Data provided →
□ □ □ □ □ □ □

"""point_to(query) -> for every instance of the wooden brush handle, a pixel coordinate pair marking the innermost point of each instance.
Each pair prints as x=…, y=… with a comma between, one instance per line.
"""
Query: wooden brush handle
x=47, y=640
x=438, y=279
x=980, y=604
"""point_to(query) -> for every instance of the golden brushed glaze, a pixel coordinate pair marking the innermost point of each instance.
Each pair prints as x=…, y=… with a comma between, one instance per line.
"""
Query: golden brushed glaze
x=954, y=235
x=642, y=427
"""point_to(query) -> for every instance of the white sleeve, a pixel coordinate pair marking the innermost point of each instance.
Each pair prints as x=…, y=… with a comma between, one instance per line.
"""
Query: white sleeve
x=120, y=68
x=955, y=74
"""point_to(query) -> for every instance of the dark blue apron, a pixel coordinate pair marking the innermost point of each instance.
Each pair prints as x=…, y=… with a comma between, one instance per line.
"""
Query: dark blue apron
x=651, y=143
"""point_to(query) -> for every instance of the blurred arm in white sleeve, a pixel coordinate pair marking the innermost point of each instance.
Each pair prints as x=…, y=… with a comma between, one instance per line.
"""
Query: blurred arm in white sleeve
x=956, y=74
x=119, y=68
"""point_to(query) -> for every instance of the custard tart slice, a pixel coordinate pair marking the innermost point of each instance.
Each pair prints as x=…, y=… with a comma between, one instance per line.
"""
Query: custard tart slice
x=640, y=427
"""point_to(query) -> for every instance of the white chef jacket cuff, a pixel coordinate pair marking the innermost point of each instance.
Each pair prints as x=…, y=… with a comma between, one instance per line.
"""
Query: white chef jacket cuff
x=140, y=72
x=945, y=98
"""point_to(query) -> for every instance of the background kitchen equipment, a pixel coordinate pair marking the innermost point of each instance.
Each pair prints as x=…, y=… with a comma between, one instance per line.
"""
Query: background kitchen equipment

□ □ □ □ □ □ □

Exercise →
Would you please reproduce all of the lines above exactly?

Response →
"""point_to(query) -> for every instance of the wooden brush handle, a pixel coordinate pair marking the innermost point of each instance.
Each pair prints as x=…, y=… with a comma between, one instance per line.
"""
Query: wooden brush handle
x=47, y=640
x=438, y=279
x=980, y=604
"""point_to(query) -> for every instance of the golden brushed glaze, a pixel coordinate pair marking the innermost point of each instance.
Each pair prints as x=…, y=… with a comma between, one instance per line.
"""
Query: golden brushed glaze
x=954, y=235
x=642, y=427
"""point_to(query) -> for every instance of the white sleeve, a pixel coordinate pair marking the innermost point of each instance.
Each pair prints as x=…, y=… with a comma between, one instance per line.
"""
Query: white sleeve
x=120, y=68
x=955, y=74
"""point_to(query) -> for every instance of the dark blue apron, a pixel coordinate pair marking the innermost point of each instance.
Each pair prints as x=…, y=… with a comma between, one instance per line.
"""
Query: dark blue apron
x=651, y=143
"""point_to(query) -> for every instance of the blurred arm in white sleeve, a pixel coordinate pair marking the innermost point of each instance.
Each pair prints as x=…, y=… with a comma between, one instance per line.
"""
Query: blurred arm in white sleeve
x=956, y=74
x=119, y=68
"""point_to(query) -> for every instance of the custard tart slice, a pixel coordinate pair marking the innermost point of each instance.
Each pair prints as x=…, y=… with a comma between, one instance per line.
"""
Query: custard tart slice
x=640, y=427
"""point_to(query) -> for every instance of the white chef jacket cuff, a pixel coordinate pair marking the innermost point of each instance.
Each pair prints as x=…, y=… with a comma between, one instance per line.
"""
Query: white chef jacket cuff
x=140, y=72
x=945, y=98
"""point_to(query) -> for every instance of the background kitchen equipment, a pixel coordinate pair marking the innermost point of each instance.
Each pair prints as x=…, y=… with a comma between, one instance per line.
"""
Query: background kitchen equipment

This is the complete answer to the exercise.